------ TESTO FORNITO

Legge 40, dieci anni di sentenze contrarieLa corte euroepa per i diritti dell'uomo

Scheda In materia di procreazione assistita e diagnosi preimpianto si sono pronunciati contro quanto stabilito nel 2004 vari tribunali italiani, la corte costituzionale e anche la corte europa per i diritti dell'uomo

Pubblicato più di 10 anni faEdizione del 11 marzo 2014

In dieci anni la legge 40, entrata in vigore il 10 marzo 2004, ha già collezionato 29 sentenze contrarie in diversi tribunali italiani e anche in Europa. A denunciarlo è l’associazione Coscioni secondo cui in assenza di una presa di posizione da parte del parlamento e del governo questi casi non potranno che aumentare. E anche se una materia così delicata è per sua natura squisitamente morale e quindi politica, il parere di così tanti giudici non può più essere ignorata. Ecco solo alcune delle sentenze che hanno segnato la storia di questo decennio.
Il 29 giugno 2004 il tribunale di Cagliari accoglie il ricorso presentato da una coppia che a seguito del trattamento di procreazione assistita aveva ottenuto una gravidanza plurima con rischi clinici per la salute della madre e dei nascituri. L’ordinanza del giudice sostenne che non c’è alcuna differenza tra gravidanza naturale e gravidanza medicalmente assistita e quindi permise la riduzione embrionaria per gravidanze trigemine. Sempre il tribunale di Cagliari, il 24 settembre 2007, ritiene ammissibile la diagnosi preimpianto in quanto conforme alla Costituzione e contraddice le linee guida alla legge 40 che limitavano la diagnosi preimpianto alla sola indagine osservazionale.

------------

*CONSEGNA*
Puoi proseguire il testo sulle sentenze contro la legge 40 partendo subito dopo la sua ultima frase?

------ VOCI FORNITE

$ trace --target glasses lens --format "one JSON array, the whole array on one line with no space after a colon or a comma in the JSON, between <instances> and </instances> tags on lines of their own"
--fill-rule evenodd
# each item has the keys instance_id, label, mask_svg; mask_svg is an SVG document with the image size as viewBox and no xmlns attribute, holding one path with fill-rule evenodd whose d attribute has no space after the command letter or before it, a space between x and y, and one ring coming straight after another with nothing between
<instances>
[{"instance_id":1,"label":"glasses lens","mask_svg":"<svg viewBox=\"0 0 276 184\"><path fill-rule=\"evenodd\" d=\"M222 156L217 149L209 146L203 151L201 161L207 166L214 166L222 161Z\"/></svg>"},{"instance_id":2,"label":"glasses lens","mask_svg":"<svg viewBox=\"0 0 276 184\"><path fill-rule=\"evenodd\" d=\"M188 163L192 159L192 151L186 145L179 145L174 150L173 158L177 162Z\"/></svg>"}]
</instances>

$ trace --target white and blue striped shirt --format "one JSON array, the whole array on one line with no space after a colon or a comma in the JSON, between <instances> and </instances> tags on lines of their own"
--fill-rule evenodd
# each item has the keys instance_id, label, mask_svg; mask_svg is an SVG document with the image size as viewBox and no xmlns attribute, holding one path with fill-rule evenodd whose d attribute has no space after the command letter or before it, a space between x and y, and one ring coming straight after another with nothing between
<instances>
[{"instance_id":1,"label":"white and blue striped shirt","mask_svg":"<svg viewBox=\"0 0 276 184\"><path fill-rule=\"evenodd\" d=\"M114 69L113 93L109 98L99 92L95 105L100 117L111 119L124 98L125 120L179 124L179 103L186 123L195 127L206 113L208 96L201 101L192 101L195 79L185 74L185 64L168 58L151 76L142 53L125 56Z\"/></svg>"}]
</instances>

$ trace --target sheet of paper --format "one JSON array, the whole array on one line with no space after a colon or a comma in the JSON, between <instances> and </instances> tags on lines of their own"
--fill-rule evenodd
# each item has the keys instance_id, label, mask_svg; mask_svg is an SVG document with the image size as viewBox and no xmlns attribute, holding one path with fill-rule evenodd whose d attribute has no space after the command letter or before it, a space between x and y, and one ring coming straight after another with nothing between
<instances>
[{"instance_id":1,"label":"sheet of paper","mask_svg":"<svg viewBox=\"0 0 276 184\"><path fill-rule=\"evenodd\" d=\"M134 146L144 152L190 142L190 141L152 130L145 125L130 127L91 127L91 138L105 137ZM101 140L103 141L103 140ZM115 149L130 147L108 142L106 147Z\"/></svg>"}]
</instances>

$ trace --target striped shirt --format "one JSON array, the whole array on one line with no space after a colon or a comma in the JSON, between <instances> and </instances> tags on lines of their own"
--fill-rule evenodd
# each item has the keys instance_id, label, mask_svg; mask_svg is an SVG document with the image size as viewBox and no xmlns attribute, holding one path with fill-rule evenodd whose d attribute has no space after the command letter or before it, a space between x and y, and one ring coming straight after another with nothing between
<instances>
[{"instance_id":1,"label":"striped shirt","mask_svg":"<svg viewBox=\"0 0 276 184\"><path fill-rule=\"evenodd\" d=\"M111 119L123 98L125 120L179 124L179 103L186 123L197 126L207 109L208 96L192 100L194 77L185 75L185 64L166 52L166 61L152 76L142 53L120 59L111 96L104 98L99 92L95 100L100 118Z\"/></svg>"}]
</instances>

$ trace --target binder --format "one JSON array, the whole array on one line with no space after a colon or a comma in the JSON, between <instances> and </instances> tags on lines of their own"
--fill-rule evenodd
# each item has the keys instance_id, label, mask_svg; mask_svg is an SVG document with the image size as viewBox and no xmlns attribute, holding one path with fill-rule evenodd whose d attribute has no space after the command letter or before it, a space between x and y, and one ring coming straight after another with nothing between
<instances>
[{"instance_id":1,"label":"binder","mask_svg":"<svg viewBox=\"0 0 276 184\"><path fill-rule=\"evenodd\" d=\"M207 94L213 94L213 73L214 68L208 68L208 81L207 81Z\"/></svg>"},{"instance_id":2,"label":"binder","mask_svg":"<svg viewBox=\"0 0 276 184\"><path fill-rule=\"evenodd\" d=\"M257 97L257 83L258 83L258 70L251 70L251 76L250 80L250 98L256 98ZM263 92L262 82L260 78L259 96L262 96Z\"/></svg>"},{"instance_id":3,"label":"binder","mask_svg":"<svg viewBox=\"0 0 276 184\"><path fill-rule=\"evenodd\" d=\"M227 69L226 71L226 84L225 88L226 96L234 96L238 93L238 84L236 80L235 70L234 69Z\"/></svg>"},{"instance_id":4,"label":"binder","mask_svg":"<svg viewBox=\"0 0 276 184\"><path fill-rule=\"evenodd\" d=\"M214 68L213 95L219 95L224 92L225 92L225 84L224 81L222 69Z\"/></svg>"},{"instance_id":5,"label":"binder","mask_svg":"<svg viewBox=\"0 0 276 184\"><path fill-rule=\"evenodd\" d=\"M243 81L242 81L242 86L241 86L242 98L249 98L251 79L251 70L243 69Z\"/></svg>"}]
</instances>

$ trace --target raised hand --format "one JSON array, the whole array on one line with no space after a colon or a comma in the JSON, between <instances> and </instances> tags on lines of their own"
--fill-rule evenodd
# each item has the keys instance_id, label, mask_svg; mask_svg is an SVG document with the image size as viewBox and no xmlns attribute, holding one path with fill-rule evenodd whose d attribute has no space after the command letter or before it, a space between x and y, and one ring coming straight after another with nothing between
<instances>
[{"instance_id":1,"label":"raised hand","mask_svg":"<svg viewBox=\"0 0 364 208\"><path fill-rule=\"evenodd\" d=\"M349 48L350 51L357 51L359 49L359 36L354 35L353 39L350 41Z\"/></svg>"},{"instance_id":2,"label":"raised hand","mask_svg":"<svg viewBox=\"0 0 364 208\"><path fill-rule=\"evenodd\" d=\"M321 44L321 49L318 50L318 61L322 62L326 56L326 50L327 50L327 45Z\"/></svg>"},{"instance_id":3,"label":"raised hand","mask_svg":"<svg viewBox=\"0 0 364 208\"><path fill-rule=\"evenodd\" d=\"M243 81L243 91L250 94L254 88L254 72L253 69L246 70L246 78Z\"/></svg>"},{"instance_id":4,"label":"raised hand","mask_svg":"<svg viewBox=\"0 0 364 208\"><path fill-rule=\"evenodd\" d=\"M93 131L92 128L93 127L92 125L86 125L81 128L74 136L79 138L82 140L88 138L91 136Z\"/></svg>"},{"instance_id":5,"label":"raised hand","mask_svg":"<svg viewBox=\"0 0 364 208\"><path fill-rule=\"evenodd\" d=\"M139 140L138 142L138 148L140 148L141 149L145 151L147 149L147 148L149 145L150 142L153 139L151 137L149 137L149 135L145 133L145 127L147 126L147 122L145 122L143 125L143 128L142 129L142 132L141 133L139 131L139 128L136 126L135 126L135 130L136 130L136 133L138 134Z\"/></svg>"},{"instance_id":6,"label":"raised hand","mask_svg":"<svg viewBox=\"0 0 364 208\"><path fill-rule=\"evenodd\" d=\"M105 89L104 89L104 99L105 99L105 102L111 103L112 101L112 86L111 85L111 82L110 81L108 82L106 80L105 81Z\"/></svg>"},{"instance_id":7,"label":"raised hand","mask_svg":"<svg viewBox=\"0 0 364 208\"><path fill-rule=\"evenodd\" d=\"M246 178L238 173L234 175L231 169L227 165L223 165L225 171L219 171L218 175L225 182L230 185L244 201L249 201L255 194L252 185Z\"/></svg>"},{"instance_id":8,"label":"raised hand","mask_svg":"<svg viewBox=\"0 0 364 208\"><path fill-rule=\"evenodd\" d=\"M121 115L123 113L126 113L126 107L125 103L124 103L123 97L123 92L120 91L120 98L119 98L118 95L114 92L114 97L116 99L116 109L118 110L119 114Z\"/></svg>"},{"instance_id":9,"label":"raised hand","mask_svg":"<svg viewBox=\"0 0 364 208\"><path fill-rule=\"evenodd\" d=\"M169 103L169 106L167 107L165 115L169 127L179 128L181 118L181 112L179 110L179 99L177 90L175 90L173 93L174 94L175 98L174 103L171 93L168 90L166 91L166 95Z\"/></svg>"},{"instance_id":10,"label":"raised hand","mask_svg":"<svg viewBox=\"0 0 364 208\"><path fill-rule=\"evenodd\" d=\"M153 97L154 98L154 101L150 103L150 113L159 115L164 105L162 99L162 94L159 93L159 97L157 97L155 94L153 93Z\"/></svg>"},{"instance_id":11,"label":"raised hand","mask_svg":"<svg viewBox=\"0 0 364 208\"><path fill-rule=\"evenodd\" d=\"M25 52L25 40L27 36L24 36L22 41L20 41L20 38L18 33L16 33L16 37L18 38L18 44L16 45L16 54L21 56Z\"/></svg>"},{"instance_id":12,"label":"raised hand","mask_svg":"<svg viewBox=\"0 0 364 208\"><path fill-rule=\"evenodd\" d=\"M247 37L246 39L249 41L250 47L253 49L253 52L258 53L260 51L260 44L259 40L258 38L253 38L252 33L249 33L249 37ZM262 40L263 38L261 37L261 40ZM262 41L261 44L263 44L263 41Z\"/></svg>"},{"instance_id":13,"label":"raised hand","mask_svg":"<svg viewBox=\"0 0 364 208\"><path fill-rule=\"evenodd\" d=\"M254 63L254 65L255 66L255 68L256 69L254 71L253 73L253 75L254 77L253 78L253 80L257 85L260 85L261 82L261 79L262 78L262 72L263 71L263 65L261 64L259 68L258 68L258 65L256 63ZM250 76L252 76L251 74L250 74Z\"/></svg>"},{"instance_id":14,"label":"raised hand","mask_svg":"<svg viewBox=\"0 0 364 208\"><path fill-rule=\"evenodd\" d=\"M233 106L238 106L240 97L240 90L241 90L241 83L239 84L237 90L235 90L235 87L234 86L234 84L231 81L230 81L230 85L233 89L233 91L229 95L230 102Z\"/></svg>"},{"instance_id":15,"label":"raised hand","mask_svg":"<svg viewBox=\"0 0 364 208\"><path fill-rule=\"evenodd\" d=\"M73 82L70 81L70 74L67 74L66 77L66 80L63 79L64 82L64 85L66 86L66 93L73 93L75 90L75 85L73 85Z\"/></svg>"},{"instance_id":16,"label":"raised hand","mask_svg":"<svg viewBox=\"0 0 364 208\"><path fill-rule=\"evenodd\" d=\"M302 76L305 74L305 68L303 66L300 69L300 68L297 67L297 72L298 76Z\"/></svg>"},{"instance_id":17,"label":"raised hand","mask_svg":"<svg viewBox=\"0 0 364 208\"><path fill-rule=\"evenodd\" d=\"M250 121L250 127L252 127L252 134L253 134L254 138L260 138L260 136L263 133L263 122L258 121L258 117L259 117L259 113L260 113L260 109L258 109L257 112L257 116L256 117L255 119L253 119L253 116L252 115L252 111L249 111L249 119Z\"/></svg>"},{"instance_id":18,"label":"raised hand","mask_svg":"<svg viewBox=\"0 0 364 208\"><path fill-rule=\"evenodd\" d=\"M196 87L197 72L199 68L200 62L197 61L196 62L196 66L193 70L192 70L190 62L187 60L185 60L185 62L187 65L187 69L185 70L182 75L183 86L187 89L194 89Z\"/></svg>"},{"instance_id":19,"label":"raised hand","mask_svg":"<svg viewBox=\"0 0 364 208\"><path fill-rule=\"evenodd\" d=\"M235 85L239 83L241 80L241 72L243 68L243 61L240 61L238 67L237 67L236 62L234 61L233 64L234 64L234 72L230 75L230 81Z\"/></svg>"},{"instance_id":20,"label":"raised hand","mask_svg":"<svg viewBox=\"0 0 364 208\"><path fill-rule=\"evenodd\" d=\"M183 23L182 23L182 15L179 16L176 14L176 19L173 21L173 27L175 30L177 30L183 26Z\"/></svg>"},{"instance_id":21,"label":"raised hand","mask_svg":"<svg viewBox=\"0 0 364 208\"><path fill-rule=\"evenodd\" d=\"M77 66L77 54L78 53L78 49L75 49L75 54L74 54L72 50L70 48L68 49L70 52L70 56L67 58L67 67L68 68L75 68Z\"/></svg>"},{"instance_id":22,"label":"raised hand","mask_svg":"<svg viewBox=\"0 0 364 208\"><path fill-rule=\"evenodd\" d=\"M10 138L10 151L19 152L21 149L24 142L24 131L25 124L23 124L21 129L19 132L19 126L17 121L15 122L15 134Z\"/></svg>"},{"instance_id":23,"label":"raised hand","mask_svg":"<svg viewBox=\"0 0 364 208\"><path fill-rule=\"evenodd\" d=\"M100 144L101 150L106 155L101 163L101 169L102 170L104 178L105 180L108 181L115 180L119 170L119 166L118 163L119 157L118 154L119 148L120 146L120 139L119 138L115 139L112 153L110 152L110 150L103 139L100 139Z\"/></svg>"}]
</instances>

------------

*RISPOSTA*
Nel 2008, sia il Tar del Lazio che il tribunale di Firenze sollevano diverse eccezioni di costituzionalità su cui si pronuncia la Corte costituzionale con sentenza del 8 maggio 2009. Si tratta di uno dei momenti più significativi da quando la legge 40 è entrata in vigore. La Corte cancella il limite di tre embrioni producibili e l’obbligo di impianto di tutti gli embrioni prodotti, quindi deroga il divieto di crioconservazione previsto per la tutela della salute della donna e degli stessi embrioni. La decisione viene lasciata alla discrezionalità del medico “depositario del sapere tecnico del caso concreto”. Il 29 giugno 2009 il tribunale di Bologna applica la nuova sentenza: dispone l’applicazione della diagnosi preimpianto di un numero minimo di 6 embrioni e il trasferimento in utero solo di quelli sani e la crioconservazione degli altri. Il 9 gennaio 2010 il tribunale di Salerno riconosce il diritto ad una coppia non sterile di ricorre alla procreazione medicalmente assistita in presenza del rischio di generare figli affetti di gravi malattie geneticamente trasmissibili.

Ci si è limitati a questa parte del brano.